__WHAT YOU SHOULD DO__:
Set down verbatim the passage of the dissenting opinion below, starting with "The majority has" and going on through "file a cross-appeal.".

(dissenting). Although I agree with the majority's substantive analysis of the legal issue — namely, whether a trial court assigned to exercise jurisdiction under the Children's Code, ch. 48, Stats., may release to the media the name, photograph, and other identifying information of a juvenile who has escaped from custody, I dissent because: (1) I do not believe Peter B.'s lawyer had standing to seek review of the trial court's order; and (2) I do not believe that we have jurisdiction.1
I.
Lawyers are agents of their clients, and the lawyer's authority to act on the client's behalf is limited by *74scope of the client's commission. Thus, employment of a lawyer to defend an action does not, by virtue of that employment alone, authorize the lawyer to take an appeal from an adverse determination. Hooker v. Village of Brandon, 75 Wis. 8, 17, 43 N.W. 741, 744 (1889) (cited with approval in Fidelity & Deposit Co. v. Madson, 201 Wis. 609, 611-612, 231 N.W. 170, 171 (1930)). The rule in criminal cases is the same. As explained by the Court of Appeals of Oregon in a case where the defendant absconded:
Defense counsel is attempting to prosecute this appeal without the defendant's authorization, and perhaps without his knowledge. This he lacks standing to do, and the appeal is dismissed.
State v. Lyon, 584 P.2d 345 (Or. Ct. App. 1978). There is no evidence in the record here that the assistant State Public Defender assigned to represent Peter B. was authorized by Peter B., or any guardian or guardian ad litem for Peter B., to file either the notice of appeal or the petition for a supervisory writ.2 Indeed, as in Lyon, *75Peter B. has absconded. By requiring Peter B.'s lawyer to prosecute the petition, over her objections, even though she has no authority to do so and her client has absconded, the majority gives her standing where she has none.3
II.
The majority has turned this court into a venus flytrap, at least for those litigants who approach us with petitions for supervisory writs. This metamorphosis violates the general proposition that a litigant "may choose to pursue his action or abandon it," see Maier v. Byrnes, 121 Wis. 2d 258, 260-261, 121 N.W.2d 833 (Ct. App. 1984) (habeas corpus relief in trial court), unless to do so would prejudice other parties. This general rule has been codified in Rule 809.18, Stats.:
An appellant may dismiss an appeal by filing a notice of dismissal. The notice must be filed in the court or, if not yet docketed in the court, in the trial *76court. The dismissal of an appeal does not affect the status of a cross-appeal or the right of a respondent to file a cross-appeal.

__EXCERPTED RECORDS__:

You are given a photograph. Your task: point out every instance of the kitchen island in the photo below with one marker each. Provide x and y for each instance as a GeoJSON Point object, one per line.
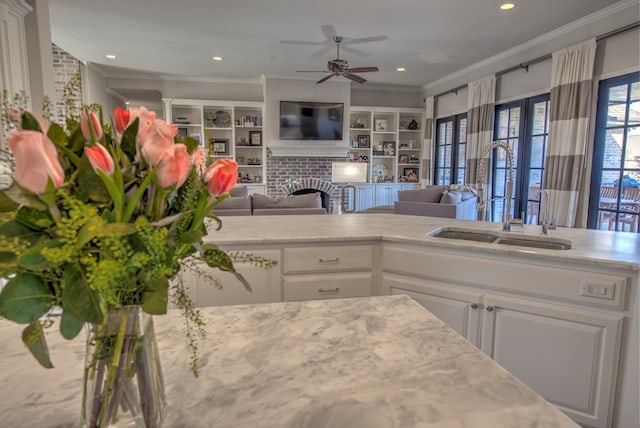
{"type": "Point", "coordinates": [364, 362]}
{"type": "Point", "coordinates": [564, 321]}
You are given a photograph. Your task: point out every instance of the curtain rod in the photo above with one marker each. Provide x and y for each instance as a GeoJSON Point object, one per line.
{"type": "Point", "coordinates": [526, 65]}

...

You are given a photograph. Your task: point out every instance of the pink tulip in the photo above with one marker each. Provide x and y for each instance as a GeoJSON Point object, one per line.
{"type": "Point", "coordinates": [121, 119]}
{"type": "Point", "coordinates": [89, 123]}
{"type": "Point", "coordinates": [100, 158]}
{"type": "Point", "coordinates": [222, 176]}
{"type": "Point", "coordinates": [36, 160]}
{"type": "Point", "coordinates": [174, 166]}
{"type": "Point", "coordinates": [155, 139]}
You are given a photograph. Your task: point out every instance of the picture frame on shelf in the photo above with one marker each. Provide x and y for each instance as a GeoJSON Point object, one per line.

__EXPECTED ANSWER__:
The majority has turned this court into a venus flytrap, at least for those litigants who approach us with petitions for supervisory writs. This metamorphosis violates the general proposition that a litigant "may choose to pursue his action or abandon it," see Maier v. Byrnes, 121 Wis. 2d 258, 260-261, 121 N.W.2d 833 (Ct. App. 1984) (habeas corpus relief in trial court), unless to do so would prejudice other parties. This general rule has been codified in Rule 809.18, Stats.:
An appellant may dismiss an appeal by filing a notice of dismissal. The notice must be filed in the court or, if not yet docketed in the court, in the trial *76court. The dismissal of an appeal does not affect the status of a cross-appeal or the right of a respondent to file a cross-appeal.